> _WHAT IS BEING ASKED_
Find "Task: pick out one point on every instance of the nordic" in the data below; transcribe the line it appears on and each line after it, exactly, to the end, and nothing else.

====== PROVIDED MATERIAL ======

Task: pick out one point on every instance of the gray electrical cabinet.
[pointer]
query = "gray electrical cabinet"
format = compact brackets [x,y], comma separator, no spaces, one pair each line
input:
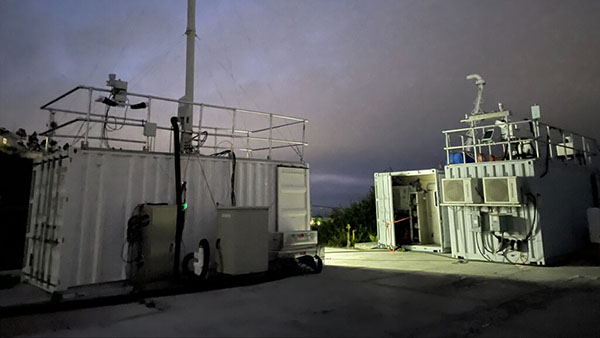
[157,245]
[243,239]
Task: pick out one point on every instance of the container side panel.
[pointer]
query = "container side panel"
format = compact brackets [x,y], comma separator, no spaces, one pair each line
[98,191]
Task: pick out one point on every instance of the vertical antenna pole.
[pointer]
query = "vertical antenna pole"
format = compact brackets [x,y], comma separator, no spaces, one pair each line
[186,112]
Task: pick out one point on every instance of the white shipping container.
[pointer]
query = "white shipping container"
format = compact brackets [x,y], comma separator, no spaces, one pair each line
[81,201]
[396,196]
[555,215]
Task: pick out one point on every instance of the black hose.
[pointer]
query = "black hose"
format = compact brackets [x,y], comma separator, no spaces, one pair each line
[178,192]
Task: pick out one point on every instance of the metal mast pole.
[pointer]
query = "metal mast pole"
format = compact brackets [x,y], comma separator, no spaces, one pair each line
[186,112]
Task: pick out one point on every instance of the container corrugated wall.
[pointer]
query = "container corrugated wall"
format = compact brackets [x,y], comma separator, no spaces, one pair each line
[556,219]
[470,244]
[81,205]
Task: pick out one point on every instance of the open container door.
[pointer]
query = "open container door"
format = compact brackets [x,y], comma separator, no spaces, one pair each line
[384,210]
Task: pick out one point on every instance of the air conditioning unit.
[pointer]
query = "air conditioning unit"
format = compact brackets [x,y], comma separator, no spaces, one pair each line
[461,190]
[501,190]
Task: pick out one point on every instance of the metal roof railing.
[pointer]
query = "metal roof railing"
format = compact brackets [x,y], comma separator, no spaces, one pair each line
[100,127]
[527,139]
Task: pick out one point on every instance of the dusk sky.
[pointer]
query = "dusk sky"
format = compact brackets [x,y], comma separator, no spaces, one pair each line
[378,80]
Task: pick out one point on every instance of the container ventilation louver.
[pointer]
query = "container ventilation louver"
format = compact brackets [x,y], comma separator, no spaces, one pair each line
[501,190]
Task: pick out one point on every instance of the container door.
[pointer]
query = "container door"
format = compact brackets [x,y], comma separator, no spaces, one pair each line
[385,209]
[293,199]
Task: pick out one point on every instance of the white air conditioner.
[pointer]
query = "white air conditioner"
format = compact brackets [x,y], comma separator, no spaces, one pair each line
[501,190]
[461,190]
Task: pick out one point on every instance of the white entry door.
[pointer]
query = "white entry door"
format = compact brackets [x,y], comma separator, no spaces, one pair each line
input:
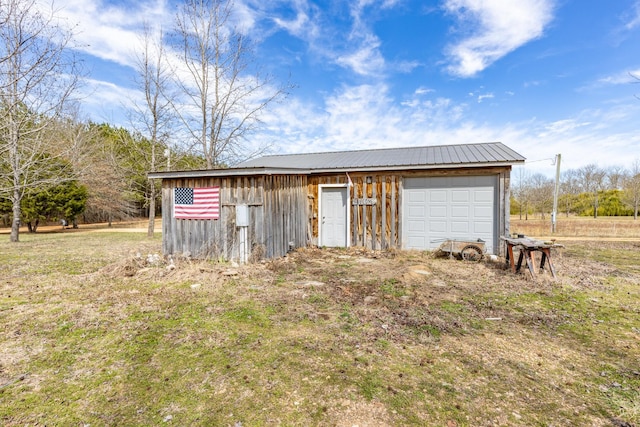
[333,221]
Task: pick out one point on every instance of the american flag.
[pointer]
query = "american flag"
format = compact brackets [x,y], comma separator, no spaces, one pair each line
[196,203]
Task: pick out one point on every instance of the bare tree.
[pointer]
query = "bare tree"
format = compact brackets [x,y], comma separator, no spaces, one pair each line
[223,98]
[521,191]
[541,193]
[155,116]
[38,74]
[614,177]
[570,189]
[631,193]
[591,179]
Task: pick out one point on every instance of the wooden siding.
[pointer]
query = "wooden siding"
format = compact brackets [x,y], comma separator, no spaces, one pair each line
[277,218]
[283,212]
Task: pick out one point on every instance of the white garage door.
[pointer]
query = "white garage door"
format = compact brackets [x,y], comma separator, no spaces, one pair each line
[448,208]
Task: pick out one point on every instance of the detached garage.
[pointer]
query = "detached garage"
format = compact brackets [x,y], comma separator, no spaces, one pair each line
[406,198]
[441,208]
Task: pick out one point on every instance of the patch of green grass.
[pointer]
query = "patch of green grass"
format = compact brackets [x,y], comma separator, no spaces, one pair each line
[147,349]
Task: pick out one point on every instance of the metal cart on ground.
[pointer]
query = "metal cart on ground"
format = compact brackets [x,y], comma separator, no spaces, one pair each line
[467,250]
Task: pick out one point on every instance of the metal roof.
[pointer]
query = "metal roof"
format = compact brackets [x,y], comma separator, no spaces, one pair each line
[390,158]
[430,157]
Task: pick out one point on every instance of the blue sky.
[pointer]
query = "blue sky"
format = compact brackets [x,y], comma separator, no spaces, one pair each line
[542,76]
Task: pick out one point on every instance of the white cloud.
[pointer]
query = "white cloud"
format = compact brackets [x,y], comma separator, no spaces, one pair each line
[107,31]
[485,96]
[624,77]
[496,27]
[366,60]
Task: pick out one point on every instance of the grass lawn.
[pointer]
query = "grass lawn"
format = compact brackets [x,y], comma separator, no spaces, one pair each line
[96,330]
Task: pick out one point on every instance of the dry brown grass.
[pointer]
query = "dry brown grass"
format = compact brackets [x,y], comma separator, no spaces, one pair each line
[102,336]
[579,227]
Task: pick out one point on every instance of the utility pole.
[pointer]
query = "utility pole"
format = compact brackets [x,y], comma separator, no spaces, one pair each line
[554,213]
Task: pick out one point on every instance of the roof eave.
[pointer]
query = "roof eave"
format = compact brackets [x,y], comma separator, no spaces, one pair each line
[299,171]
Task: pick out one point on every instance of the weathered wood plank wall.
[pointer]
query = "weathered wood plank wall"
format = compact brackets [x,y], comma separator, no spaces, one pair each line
[277,218]
[372,225]
[283,212]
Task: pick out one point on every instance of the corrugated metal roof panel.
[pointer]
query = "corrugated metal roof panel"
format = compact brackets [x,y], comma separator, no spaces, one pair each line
[442,155]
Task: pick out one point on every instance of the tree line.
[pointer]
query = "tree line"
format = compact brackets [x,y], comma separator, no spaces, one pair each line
[201,98]
[587,191]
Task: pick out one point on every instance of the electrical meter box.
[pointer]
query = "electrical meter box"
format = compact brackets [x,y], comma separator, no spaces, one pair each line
[242,215]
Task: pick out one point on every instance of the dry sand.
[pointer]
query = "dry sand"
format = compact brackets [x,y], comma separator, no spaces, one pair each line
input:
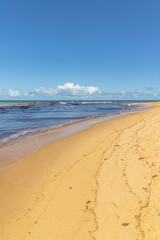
[101,183]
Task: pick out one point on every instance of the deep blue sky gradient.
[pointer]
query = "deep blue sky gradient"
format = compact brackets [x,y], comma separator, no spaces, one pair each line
[114,44]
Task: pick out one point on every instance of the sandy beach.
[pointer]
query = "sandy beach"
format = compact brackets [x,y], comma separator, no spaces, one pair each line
[101,183]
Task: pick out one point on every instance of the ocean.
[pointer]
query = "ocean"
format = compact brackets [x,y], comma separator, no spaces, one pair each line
[19,119]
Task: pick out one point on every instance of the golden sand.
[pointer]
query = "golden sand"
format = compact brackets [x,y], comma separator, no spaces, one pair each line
[99,184]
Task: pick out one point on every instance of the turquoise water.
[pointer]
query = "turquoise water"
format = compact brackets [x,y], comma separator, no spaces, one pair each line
[23,118]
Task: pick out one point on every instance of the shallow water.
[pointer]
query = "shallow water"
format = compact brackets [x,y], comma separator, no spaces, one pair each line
[19,119]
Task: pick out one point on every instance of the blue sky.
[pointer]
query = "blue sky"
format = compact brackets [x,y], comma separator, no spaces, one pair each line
[110,45]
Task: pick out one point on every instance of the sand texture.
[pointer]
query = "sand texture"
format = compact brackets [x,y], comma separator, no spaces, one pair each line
[100,184]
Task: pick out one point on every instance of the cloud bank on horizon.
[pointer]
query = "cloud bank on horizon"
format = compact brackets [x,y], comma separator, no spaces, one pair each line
[72,91]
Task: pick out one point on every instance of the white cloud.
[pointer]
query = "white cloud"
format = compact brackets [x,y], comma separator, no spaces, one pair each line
[66,90]
[148,88]
[71,89]
[42,91]
[13,93]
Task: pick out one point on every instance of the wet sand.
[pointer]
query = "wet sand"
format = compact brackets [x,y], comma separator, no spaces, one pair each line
[101,183]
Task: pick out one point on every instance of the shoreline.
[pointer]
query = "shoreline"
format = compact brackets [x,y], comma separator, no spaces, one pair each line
[26,146]
[88,184]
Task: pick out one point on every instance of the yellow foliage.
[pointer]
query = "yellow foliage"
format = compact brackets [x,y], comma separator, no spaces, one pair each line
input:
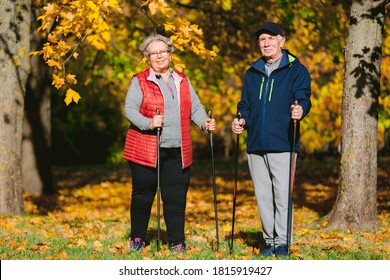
[57,81]
[70,96]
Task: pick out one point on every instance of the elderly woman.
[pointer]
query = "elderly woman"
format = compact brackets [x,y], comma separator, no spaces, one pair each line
[160,87]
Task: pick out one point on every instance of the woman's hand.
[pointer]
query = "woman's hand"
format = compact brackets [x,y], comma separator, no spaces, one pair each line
[209,124]
[157,121]
[238,125]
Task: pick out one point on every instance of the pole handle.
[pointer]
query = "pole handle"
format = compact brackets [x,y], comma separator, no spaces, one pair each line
[295,103]
[158,113]
[210,116]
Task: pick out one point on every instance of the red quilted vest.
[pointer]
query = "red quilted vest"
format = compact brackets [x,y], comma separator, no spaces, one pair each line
[141,146]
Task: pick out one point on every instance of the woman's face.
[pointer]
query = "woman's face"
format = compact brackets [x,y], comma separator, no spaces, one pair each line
[159,56]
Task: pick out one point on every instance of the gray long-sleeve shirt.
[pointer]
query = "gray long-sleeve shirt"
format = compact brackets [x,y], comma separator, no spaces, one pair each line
[171,131]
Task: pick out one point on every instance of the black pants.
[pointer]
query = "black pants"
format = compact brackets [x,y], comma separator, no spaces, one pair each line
[174,182]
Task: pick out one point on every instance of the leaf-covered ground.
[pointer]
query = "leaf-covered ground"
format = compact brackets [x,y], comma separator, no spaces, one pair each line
[89,217]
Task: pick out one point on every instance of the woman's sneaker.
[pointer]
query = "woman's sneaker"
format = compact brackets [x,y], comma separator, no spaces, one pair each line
[268,251]
[281,251]
[136,244]
[179,247]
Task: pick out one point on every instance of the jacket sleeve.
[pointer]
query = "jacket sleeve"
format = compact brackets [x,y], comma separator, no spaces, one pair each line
[302,89]
[243,105]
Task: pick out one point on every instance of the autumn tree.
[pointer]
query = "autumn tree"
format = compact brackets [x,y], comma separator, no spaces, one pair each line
[36,143]
[355,207]
[14,61]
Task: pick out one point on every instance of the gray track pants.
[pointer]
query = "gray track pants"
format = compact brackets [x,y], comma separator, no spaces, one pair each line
[270,174]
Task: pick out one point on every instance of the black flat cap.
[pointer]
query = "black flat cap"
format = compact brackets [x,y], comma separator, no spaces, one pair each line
[269,27]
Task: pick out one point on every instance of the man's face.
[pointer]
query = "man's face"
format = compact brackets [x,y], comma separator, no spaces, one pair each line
[271,45]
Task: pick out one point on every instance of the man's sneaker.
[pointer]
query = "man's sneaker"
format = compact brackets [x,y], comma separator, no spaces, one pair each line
[268,251]
[136,244]
[179,247]
[281,251]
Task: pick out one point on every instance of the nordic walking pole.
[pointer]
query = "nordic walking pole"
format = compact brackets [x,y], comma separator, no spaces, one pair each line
[158,186]
[291,187]
[214,185]
[235,185]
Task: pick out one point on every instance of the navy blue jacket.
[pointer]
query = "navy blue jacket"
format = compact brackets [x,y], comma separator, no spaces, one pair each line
[265,104]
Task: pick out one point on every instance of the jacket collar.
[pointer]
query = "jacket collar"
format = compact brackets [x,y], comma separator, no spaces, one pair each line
[152,76]
[286,59]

======

> _CORRECT RESPONSE_
Task: pick out one point on every instance of the nordic walking pole.
[pointer]
query = "nordic walking pole"
format = compact brackets [x,y], comma separator, no spaces, one pair each line
[158,186]
[291,187]
[214,185]
[235,185]
Task: pick out one point on every instance of the navy blue jacket.
[pointer]
query = "navy blue jacket"
format = compact brackets [x,y], comma separator, no spaces, one pair each line
[265,104]
Task: pick out one point on every instance of the jacket collar.
[pointer]
query = "jacket collar"
format = compact brackets [x,y], comma separator, no spaces, one pair each line
[152,76]
[286,59]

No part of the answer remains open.